Deploy an Apache Nutch Indexer Plugin

This guide is intended for Google Cloud Search Apache Nutch Indexer Plugin administrators, that is, anyone who is responsible for downloading, deploying, configuring, and maintaining the indexer plugin. The guide assumes that you are familiar with Linux operating systems, fundamentals of web crawling and Apache Nutch.

This guide includes instructions for performing key tasks related to indexer plugin deployment:

  • Download the indexer plugin software
  • Configure Google Cloud Search
  • Configure Apache Nutch and web crawling
  • Start the web crawl and content upload

Information about the tasks that the G Suite administrator must perform to map Google Cloud Search to the Nutch indexer plugin does not appear in this guide. For information on those tasks, see Manage third-party data sources.

Overview of the Google Cloud Search Indexer Plugin for Apache Nutch

By default, Google Cloud Search can discover, index, and serve content from G Suite data such as Google Docs and Gmail. You can extend the reach of Google Cloud Search to include serving web content to your users by deploying the indexer plugin for Apache Nutch, an open source web crawler.

Configuration properties files

To enable the indexer plugin to perform web crawls and upload content to the indexing API, you, as the indexer plugin administrator, provide specific information to the connector during the configuration steps described in this document in Deployment steps.

To use the indexer plugin, you must set properties in two configuration files:

  • nutch-site.xml-- settings for Apache Nutch web crawler.
  • sdk-configuration.properties -- settings for Google Cloud Search.

Properties in each file enable the Google Cloud Search indexer plugin and Apache Nutch to communicate with each other.

Web crawl and content upload

After you have populated the configuration files, you have the necessary settings to start the web crawl. Apache Nutch crawls the web, discovering document content that pertains to its configuration. Using the indexer plugin, it uploads original binary (or text) versions of document content to the Google Cloud Search indexing API where it gets indexed and ultimately served to your users.

Supported operating system

The Google Cloud Search Indexer Plugin for Apache Nutch must be installed on Linux.

**Dataset extract**.
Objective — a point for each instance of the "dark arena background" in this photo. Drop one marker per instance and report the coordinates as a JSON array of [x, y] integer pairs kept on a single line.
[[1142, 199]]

**Direction**. Reproduce verbatim the stretch of the Nutch indexer plugin guide from "By default, Google" through "in Deployment steps.".

**The result**.
By default, Google Cloud Search can discover, index, and serve content from G Suite data such as Google Docs and Gmail. You can extend the reach of Google Cloud Search to include serving web content to your users by deploying the indexer plugin for Apache Nutch, an open source web crawler.

Configuration properties files

To enable the indexer plugin to perform web crawls and upload content to the indexing API, you, as the indexer plugin administrator, provide specific information to the connector during the configuration steps described in this document in Deployment steps.